Problem statement »
Edit the records starting with the line that contains "the car roof" and going on through the line that contains "column 790, row 238", replacing "crashed car" with "wrecked car" and leaving everything else unchanged. Return only those lines.

Records for the task »
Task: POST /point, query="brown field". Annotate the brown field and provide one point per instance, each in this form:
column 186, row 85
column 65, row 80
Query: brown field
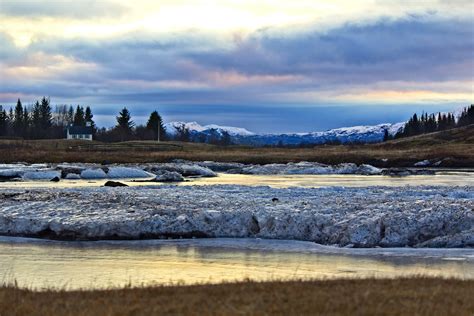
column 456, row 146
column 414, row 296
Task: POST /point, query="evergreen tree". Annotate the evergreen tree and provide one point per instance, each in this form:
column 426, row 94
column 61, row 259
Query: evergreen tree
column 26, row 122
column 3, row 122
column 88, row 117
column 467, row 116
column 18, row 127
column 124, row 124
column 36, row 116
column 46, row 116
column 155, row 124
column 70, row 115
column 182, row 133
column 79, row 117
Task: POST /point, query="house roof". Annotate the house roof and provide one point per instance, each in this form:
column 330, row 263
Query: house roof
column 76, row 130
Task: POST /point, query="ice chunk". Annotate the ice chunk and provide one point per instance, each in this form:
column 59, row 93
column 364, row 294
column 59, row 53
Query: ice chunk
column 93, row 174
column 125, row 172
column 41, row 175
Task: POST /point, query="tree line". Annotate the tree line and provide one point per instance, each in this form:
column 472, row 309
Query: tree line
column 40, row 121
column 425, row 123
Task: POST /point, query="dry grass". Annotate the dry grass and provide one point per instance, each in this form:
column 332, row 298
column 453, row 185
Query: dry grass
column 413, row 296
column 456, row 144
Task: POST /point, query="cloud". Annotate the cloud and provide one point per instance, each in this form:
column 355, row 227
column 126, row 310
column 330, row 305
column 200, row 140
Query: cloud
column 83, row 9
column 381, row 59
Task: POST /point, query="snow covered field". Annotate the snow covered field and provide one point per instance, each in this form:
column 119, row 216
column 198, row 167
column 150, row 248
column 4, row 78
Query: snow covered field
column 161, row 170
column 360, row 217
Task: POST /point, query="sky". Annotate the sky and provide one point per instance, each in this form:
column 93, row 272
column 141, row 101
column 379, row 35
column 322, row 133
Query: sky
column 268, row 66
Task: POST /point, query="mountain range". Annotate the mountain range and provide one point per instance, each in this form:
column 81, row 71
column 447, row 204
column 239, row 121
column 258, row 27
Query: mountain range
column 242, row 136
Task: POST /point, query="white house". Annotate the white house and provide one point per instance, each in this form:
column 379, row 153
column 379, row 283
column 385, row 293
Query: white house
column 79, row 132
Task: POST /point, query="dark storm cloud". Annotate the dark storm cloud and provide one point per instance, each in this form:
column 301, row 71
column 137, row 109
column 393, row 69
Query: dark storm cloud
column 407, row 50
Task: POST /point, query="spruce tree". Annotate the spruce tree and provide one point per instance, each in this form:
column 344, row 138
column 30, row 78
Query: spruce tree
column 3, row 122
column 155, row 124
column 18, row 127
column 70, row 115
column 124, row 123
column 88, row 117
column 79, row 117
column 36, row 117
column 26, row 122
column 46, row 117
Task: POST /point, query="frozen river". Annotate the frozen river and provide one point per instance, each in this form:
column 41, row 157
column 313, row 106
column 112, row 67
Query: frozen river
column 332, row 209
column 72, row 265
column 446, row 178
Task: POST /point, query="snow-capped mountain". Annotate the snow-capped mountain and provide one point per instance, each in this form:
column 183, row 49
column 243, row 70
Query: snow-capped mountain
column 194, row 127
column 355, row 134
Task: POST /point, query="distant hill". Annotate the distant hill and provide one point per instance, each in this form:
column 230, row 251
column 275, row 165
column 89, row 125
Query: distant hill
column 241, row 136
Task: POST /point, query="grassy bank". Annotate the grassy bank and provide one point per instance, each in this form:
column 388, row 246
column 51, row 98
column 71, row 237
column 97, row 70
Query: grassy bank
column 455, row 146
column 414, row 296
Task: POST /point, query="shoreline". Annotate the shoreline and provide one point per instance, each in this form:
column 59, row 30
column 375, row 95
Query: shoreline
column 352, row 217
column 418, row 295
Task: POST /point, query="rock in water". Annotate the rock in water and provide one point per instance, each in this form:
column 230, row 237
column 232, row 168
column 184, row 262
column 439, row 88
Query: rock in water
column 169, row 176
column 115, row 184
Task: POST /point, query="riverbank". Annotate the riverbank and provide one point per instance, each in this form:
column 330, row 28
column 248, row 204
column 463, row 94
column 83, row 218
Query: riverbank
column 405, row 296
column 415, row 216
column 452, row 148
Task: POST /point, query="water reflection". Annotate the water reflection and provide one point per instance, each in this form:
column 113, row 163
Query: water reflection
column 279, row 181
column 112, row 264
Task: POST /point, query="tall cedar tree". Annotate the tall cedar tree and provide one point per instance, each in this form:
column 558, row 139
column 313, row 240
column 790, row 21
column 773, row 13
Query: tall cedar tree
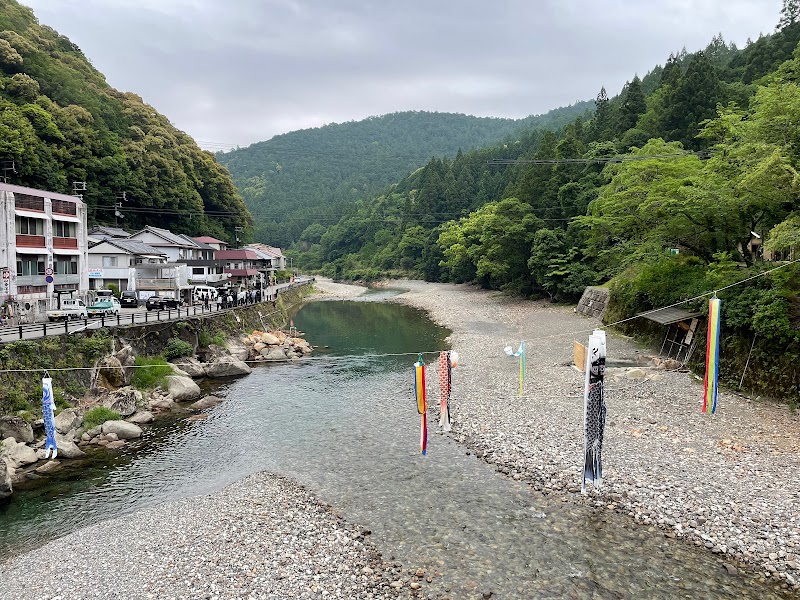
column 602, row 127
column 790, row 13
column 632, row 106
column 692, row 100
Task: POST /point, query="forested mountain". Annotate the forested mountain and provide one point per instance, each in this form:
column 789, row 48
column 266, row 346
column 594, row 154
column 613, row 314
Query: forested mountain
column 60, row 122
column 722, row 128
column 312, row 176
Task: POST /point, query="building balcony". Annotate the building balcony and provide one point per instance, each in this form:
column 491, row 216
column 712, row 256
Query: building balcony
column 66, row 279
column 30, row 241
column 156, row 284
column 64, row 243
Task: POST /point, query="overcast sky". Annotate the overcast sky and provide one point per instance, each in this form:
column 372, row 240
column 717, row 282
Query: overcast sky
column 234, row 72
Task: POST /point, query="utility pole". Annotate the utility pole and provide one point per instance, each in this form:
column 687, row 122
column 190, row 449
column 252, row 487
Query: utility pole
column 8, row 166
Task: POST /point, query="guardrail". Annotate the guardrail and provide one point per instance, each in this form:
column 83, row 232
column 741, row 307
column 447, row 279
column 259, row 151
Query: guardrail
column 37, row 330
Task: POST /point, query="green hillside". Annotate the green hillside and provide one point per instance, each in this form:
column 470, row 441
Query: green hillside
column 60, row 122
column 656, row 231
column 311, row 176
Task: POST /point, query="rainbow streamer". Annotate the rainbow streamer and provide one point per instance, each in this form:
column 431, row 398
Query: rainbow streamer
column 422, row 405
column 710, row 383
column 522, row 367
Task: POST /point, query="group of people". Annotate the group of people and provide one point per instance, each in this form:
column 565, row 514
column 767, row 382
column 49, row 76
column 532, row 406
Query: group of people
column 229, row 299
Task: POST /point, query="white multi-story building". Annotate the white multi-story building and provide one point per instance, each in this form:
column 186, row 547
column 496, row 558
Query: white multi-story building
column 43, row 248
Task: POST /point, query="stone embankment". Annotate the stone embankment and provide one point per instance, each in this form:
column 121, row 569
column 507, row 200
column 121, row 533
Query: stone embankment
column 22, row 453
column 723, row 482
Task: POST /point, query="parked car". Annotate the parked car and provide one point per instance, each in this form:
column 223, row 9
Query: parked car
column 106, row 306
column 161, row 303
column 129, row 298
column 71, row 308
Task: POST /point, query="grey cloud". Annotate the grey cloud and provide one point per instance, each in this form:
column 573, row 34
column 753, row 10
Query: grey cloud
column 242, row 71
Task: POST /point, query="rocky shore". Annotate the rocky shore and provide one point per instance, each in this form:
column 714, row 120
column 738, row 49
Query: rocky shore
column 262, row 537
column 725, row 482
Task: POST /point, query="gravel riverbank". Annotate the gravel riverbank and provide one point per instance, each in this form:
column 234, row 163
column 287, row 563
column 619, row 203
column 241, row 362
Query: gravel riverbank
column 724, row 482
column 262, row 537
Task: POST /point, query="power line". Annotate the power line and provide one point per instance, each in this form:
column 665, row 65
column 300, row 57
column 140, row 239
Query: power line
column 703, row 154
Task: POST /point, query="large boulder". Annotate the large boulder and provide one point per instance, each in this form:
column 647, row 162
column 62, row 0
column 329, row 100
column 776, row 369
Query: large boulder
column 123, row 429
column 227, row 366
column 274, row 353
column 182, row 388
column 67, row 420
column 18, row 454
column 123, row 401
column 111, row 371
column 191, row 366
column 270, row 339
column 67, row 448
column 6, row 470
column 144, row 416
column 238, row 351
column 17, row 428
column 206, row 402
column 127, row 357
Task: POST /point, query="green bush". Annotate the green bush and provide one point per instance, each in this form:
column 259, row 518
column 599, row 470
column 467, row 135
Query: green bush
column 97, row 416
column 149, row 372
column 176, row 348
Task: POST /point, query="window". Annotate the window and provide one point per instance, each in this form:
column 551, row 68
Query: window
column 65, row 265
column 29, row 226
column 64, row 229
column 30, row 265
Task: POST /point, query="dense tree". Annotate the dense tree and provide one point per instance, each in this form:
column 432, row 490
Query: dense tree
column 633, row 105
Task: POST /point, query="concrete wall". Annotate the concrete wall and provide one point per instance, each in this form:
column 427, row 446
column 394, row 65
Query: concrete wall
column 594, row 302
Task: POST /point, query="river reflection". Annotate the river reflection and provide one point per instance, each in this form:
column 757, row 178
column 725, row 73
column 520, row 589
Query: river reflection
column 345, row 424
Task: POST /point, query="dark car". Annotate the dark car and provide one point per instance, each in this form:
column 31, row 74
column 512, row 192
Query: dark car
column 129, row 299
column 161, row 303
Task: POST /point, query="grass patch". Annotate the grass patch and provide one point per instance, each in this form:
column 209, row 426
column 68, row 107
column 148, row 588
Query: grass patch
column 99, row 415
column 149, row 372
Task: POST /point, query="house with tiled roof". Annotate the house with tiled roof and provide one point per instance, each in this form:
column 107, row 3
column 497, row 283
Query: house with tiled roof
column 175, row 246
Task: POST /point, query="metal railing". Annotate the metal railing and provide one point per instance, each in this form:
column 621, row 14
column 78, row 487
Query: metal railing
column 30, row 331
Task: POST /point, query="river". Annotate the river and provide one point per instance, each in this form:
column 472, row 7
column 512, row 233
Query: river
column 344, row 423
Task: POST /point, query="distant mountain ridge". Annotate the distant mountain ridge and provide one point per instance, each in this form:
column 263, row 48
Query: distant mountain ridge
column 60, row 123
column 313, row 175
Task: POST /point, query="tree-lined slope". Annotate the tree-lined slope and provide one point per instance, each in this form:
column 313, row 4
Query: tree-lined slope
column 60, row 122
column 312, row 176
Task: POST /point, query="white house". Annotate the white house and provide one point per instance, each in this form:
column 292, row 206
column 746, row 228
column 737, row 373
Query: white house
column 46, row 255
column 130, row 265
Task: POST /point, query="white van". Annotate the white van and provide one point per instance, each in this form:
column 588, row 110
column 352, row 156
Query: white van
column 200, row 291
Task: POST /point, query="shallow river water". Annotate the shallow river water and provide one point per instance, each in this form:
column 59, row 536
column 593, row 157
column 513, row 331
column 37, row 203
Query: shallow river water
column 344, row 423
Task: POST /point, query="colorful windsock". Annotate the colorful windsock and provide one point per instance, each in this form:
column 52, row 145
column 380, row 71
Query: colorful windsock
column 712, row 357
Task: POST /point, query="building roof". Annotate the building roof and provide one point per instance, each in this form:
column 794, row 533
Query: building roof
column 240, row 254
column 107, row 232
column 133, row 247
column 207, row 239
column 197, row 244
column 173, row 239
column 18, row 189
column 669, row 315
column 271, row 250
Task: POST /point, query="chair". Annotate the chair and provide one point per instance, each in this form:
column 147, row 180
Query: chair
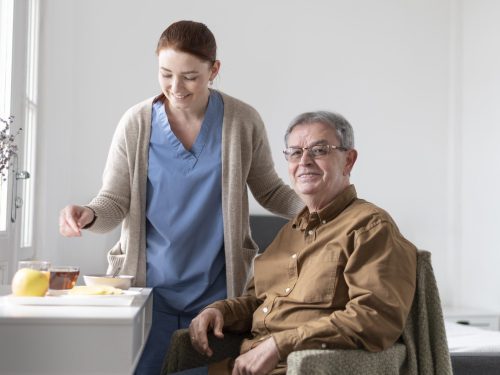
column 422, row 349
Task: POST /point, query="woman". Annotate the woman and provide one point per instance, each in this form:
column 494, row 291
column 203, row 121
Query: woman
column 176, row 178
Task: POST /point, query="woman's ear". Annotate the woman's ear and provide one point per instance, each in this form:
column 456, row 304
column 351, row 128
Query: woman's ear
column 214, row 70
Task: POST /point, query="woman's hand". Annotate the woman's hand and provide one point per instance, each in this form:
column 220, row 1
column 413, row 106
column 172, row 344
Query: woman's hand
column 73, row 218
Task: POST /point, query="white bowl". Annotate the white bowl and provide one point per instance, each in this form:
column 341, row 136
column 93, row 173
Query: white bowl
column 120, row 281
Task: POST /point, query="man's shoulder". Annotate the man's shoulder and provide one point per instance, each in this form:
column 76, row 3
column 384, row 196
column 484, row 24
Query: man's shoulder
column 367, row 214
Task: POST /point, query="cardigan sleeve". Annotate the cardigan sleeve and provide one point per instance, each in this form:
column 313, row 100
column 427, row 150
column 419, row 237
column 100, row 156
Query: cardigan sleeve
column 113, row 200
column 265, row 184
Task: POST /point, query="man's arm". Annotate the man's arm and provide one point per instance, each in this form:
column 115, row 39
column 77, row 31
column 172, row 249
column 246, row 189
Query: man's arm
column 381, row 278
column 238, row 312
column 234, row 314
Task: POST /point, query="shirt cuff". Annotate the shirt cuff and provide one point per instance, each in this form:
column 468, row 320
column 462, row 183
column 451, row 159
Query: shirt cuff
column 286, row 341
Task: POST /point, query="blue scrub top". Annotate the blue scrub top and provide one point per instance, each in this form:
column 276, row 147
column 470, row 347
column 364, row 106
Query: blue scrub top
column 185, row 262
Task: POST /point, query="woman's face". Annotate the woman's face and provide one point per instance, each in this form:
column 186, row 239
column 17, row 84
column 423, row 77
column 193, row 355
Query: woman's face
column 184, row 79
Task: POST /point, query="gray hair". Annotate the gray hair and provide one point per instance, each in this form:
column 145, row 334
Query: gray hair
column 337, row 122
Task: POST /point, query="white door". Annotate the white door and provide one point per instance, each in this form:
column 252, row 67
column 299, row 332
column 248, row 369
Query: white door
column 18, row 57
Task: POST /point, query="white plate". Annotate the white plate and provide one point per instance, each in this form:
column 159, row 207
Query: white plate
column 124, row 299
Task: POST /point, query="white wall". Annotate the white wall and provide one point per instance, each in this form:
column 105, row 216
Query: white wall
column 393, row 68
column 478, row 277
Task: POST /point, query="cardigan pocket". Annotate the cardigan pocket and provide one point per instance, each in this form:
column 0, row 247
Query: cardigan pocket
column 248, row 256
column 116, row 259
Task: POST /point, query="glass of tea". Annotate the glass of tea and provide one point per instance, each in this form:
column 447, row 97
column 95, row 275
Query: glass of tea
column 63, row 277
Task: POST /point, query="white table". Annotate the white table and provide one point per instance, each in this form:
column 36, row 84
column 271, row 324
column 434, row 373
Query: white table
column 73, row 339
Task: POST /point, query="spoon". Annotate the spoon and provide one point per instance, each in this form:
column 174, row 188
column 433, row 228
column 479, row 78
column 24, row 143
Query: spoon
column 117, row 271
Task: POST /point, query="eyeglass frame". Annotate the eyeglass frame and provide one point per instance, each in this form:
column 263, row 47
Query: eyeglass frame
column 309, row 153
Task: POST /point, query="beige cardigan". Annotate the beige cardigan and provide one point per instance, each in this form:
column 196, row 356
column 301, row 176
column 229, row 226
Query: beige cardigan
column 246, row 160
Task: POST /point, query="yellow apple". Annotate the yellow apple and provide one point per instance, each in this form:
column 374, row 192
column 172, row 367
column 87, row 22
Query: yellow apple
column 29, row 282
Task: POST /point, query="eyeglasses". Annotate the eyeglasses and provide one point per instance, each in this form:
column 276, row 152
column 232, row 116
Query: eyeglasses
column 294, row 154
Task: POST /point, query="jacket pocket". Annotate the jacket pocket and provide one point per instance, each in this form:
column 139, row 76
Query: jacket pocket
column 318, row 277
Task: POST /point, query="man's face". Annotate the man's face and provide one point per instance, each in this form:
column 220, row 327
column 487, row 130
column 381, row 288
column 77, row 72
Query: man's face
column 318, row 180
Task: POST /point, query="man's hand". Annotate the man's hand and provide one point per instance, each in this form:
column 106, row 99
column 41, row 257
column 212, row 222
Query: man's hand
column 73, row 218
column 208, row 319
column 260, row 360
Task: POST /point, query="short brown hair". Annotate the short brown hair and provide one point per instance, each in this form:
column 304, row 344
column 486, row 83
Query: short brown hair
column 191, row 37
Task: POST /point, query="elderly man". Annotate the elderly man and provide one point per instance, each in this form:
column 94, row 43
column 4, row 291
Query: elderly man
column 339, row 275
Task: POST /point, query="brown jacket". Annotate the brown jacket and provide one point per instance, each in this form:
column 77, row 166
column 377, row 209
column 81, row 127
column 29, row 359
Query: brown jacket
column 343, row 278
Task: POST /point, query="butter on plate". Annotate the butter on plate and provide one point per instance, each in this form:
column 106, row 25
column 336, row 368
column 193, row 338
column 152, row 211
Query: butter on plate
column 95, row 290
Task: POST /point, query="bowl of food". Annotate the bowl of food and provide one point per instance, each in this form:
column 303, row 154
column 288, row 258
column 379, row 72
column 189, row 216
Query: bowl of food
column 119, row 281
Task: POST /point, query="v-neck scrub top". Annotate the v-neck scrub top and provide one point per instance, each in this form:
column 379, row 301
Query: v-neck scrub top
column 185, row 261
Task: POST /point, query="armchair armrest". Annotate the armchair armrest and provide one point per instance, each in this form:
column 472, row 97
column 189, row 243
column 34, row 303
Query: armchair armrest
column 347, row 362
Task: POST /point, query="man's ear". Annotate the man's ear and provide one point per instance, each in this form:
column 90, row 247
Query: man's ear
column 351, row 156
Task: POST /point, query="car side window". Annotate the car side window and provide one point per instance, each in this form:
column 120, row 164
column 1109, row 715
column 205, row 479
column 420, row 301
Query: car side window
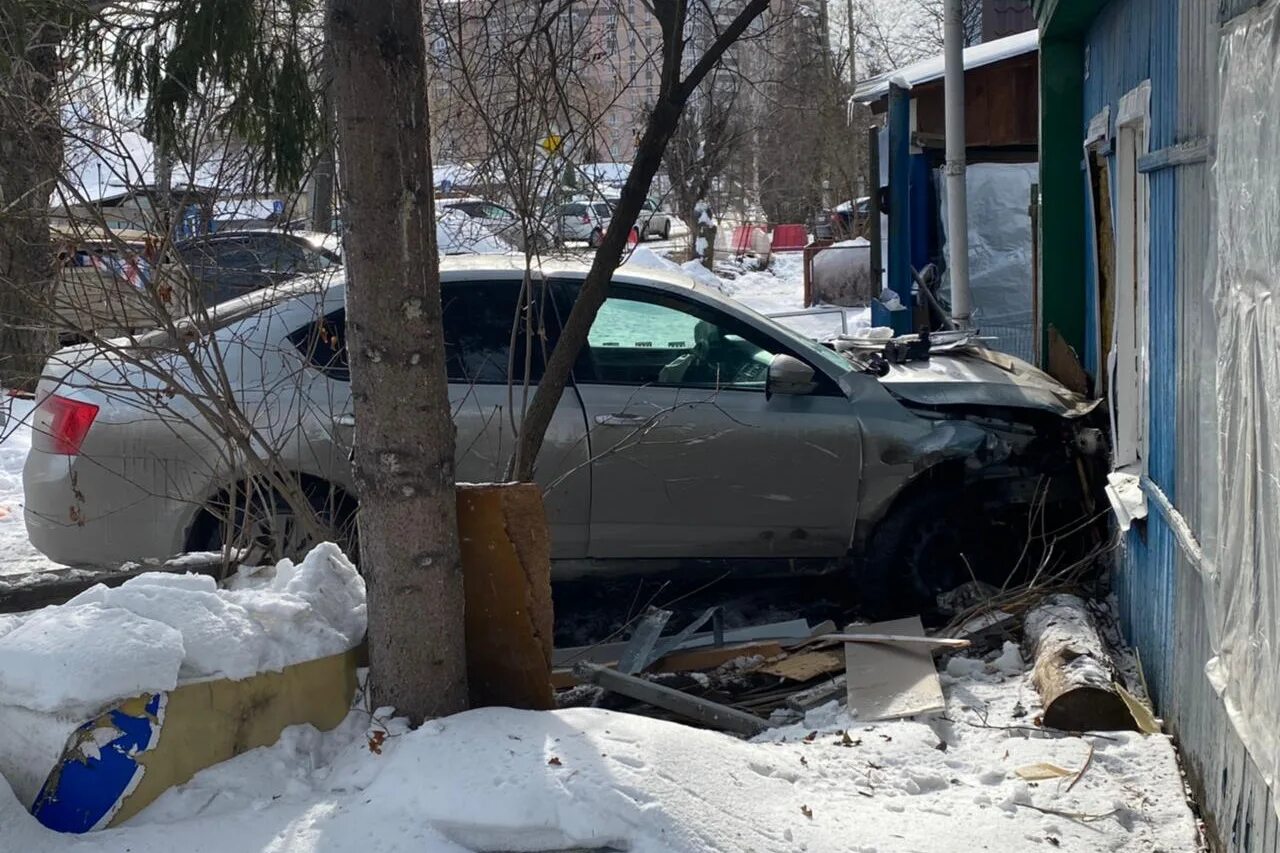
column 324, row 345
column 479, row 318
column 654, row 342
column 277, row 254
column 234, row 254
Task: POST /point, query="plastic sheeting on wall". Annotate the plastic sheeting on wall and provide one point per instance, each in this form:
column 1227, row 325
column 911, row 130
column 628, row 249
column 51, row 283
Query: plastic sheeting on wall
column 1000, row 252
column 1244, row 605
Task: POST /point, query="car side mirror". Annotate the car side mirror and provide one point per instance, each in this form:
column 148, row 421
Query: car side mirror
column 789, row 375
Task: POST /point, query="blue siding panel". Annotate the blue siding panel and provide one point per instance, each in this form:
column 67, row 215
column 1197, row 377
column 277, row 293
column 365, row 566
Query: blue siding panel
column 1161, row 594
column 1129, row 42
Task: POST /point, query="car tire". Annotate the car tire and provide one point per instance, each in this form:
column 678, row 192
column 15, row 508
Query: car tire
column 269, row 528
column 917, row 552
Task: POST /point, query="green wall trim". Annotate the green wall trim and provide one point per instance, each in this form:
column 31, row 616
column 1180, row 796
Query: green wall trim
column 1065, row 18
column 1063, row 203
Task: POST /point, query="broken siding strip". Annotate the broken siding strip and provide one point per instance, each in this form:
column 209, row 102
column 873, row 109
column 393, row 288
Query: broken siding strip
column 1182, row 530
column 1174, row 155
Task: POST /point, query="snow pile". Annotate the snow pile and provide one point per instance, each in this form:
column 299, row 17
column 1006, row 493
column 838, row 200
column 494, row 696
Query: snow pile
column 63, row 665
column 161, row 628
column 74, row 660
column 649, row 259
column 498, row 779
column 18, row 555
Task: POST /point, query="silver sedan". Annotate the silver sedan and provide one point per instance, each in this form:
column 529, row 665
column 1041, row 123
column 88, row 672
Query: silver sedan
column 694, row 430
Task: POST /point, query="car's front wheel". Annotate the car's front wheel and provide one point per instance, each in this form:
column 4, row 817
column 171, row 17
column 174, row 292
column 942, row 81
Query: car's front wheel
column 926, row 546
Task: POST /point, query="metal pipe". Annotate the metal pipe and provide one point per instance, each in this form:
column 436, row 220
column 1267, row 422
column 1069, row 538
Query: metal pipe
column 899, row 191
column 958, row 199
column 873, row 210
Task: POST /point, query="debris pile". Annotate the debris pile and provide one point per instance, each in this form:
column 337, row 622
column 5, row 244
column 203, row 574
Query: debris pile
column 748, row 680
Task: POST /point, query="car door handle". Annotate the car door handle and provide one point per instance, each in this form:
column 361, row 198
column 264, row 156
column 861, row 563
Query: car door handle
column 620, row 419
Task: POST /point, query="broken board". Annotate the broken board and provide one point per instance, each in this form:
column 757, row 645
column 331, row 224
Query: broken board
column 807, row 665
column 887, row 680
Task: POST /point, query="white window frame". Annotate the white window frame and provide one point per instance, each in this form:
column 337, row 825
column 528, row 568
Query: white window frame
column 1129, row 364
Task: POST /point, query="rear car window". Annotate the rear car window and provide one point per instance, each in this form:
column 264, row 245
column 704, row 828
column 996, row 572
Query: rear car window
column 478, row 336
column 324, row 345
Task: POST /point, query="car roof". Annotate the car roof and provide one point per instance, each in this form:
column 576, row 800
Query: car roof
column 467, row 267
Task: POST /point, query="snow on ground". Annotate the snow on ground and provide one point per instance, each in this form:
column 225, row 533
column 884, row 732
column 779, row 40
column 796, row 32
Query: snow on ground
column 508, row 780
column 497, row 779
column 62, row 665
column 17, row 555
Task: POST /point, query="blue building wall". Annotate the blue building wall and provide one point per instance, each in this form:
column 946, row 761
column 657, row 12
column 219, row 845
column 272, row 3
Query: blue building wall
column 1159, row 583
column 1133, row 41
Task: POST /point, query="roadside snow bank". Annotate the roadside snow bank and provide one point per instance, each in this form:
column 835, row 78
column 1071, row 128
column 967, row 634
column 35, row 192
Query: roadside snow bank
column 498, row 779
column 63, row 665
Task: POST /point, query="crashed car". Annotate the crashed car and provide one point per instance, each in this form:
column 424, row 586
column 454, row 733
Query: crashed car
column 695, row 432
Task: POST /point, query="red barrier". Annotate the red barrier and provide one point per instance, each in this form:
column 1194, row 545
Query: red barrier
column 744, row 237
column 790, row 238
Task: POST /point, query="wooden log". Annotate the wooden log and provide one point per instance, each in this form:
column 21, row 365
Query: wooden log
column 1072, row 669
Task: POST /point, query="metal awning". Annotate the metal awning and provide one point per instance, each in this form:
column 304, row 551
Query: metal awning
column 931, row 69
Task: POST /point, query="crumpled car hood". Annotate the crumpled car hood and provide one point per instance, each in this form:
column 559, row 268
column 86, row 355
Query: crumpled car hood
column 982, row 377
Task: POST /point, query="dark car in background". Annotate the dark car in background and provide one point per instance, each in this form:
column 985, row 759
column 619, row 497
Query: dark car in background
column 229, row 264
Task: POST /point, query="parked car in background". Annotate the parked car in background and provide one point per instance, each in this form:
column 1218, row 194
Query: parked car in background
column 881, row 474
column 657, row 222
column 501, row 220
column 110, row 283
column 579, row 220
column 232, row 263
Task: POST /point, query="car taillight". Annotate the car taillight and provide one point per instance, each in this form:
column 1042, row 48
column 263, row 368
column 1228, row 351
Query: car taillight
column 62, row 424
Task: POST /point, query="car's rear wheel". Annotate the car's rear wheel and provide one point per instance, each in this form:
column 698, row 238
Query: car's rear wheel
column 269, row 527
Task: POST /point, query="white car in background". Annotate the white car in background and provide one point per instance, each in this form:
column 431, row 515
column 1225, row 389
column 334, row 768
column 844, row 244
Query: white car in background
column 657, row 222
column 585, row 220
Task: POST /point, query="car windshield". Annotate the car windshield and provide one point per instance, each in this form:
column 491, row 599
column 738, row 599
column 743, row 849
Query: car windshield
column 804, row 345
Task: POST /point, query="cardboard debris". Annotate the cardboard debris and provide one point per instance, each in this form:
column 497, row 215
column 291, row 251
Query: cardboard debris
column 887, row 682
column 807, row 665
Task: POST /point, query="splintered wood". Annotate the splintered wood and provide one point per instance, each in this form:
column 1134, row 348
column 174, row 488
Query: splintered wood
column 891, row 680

Solution to the problem »
Task: POST /point, query="car roof". Annotate the car roof and provide one point per instance, each in this form:
column 576, row 800
Query: car roof
column 467, row 267
Task: POST /point, query="snow on ground". Annotate the snow on ground and provide one point per instance, each in this form:
column 225, row 533
column 884, row 732
column 779, row 40
column 796, row 32
Query: snow on ground
column 508, row 780
column 497, row 779
column 62, row 665
column 17, row 555
Task: POST /point, query="blue building wall". Annotate the blue building wall and provide one point per instance, each in this form:
column 946, row 761
column 657, row 12
column 219, row 845
column 272, row 3
Query: blue building wall
column 1159, row 583
column 1133, row 41
Task: POST /point, query="roadside snow bank". Annotate the roadside snow bank and provide one point per instance, each in this form:
column 835, row 78
column 1071, row 128
column 967, row 634
column 35, row 192
Query: roadside snow bank
column 498, row 779
column 63, row 665
Task: POST /point, query="wrecked car". Annotate the wrecked car and provide one point per instance, each in this form:
column 424, row 586
column 454, row 733
Query: wrecked car
column 695, row 432
Task: POST /point, query="red barrier". Annotate the red barrier and provide one point per instance, each in this form:
column 1194, row 545
Query: red barrier
column 744, row 237
column 790, row 238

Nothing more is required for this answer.